**Textauszug**:
* * * * * * * * *

Interview mit Darja Janus und Tanja Kirsch
Stabsstelle „Bildungskoordination für Neuzugewanderte" im Kreis Bergstraße
Im April 2017 wurde im Kreis Bergstraße die Stabsstelle „Bildungskoordination für Neuzugewanderte“ im Rahmen des gleichnamigen Förderprogramms des Bundesministeriums für Bildung und Forschung eingerichtet. Durch den damals starken Zuzug von Geflüchteten standen Kommunen vor der Herausforderung, die Neuankömmlinge beim Einstieg in Kita, Schule und Beruf durch Orientierungs- und Beratungsangebote zu unterstützen. Dazu mussten die beteiligten Akteur*innen zusammengebracht, vorhandene Maßnahmen abgestimmt und neue Angebote passgenau ins Leben gerufen werden. Das Förderprogramm ermöglichte die Schaffung der Stabsstelle, die diese Aufgabe übernahm.
Von April 2017 bis März 2019 (1. Förderphase) bekleideten Frau Maria Lauxen-Ulbrich und Frau Viktoriya Ordikhovska die Stelle und im April 2019 (2. Förderphase) übernahmen Frau Darja Janus und Frau Tanja Kirsch im Kreis Bergstraße diese Aufgabe. Nach der der 2. Förderphase Ende März 2021 wurde die Stelle mit den beiden Mitarbeiterinnen, Frau Janus und Frau Kirsch, verstetigt. Denn Bildung hat im Kreis Bergstraße einen großen Stellenwert. So ist es der Stabsstelle möglich, ihren Auftrag, die im Bereich Bildung beteiligten Akteur*innen zu vernetzen und Bildung als Querschnittsaufgabe zu etablieren, fortzuführen.

* * * * * * * * *

**Zu prüfende Daten**:
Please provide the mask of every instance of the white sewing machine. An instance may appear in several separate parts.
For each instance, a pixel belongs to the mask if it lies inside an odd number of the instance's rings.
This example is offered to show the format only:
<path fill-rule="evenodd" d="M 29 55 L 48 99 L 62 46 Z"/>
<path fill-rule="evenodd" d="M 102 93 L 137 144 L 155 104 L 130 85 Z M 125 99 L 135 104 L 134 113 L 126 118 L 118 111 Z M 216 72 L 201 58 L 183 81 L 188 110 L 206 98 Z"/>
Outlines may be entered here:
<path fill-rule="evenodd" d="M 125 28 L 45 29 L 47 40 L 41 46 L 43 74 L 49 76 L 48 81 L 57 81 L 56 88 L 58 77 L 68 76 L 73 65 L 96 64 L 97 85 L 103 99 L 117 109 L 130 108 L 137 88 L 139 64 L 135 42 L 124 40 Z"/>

* * * * * * * * *

**Arbeitsauftrag**: Schreibe die Passage des Textauszugs von „Interview mit Darja“ bis einschließlich „diese Aufgabe übernahm.“ noch einmal ab und tausche darin „Kommunen“ gegen „Gemeinden“ aus. Die Zeilen sind eigenständiges Material und gehören nicht zum Textauszug.

**Ergebnis**:
Interview mit Darja Janus und Tanja Kirsch
Stabsstelle „Bildungskoordination für Neuzugewanderte" im Kreis Bergstraße
Im April 2017 wurde im Kreis Bergstraße die Stabsstelle „Bildungskoordination für Neuzugewanderte“ im Rahmen des gleichnamigen Förderprogramms des Bundesministeriums für Bildung und Forschung eingerichtet. Durch den damals starken Zuzug von Geflüchteten standen Gemeinden vor der Herausforderung, die Neuankömmlinge beim Einstieg in Kita, Schule und Beruf durch Orientierungs- und Beratungsangebote zu unterstützen. Dazu mussten die beteiligten Akteur*innen zusammengebracht, vorhandene Maßnahmen abgestimmt und neue Angebote passgenau ins Leben gerufen werden. Das Förderprogramm ermöglichte die Schaffung der Stabsstelle, die diese Aufgabe übernahm.